» What you have to do
Write out the listing below from the line containing "the red neon" to its last line, unaltered, ends included.

[Stored items]

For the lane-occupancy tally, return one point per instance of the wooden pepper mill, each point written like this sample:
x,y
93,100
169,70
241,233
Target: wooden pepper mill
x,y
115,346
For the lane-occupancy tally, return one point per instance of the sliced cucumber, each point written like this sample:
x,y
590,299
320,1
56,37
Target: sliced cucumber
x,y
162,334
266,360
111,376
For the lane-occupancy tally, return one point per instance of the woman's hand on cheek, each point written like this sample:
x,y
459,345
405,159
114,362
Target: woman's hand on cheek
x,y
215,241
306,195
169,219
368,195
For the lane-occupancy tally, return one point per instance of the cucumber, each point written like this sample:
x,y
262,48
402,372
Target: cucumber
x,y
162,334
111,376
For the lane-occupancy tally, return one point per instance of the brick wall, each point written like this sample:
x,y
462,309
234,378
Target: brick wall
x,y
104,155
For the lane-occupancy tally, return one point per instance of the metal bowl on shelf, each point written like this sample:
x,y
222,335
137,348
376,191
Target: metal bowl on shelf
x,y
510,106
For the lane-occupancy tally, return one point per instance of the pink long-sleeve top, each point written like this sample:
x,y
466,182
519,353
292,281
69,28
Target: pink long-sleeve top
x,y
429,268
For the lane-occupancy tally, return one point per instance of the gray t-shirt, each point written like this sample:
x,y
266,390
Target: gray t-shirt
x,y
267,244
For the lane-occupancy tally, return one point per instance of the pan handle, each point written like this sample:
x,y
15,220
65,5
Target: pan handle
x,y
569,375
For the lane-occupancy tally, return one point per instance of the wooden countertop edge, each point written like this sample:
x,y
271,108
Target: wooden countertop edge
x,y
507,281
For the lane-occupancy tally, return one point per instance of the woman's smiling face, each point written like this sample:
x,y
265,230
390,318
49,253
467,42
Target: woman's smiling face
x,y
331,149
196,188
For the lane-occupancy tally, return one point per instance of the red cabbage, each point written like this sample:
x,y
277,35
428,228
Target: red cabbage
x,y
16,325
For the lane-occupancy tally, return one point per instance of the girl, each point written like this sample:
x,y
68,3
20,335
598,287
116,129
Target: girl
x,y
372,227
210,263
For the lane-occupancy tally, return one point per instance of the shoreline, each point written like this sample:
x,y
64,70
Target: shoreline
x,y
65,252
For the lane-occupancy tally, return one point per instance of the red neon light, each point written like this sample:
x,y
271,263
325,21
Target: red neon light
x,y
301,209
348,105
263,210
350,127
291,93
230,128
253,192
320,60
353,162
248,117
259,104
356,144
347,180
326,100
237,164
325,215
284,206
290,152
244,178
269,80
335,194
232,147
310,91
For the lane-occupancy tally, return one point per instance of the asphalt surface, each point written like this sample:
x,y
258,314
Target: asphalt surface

» Output for this task
For the lane-occupancy tally, return one point per instance of the red neon light, each point written like this sample:
x,y
271,263
325,21
Target: red neon light
x,y
301,209
348,105
263,210
350,127
291,93
230,128
253,192
320,60
353,162
248,117
259,104
356,144
347,180
326,100
237,164
325,215
284,206
290,152
244,178
269,80
335,194
232,147
310,91
For the lane-occupancy tally, return one point per instance of the asphalt surface, each point written like this sample:
x,y
258,314
Target: asphalt surface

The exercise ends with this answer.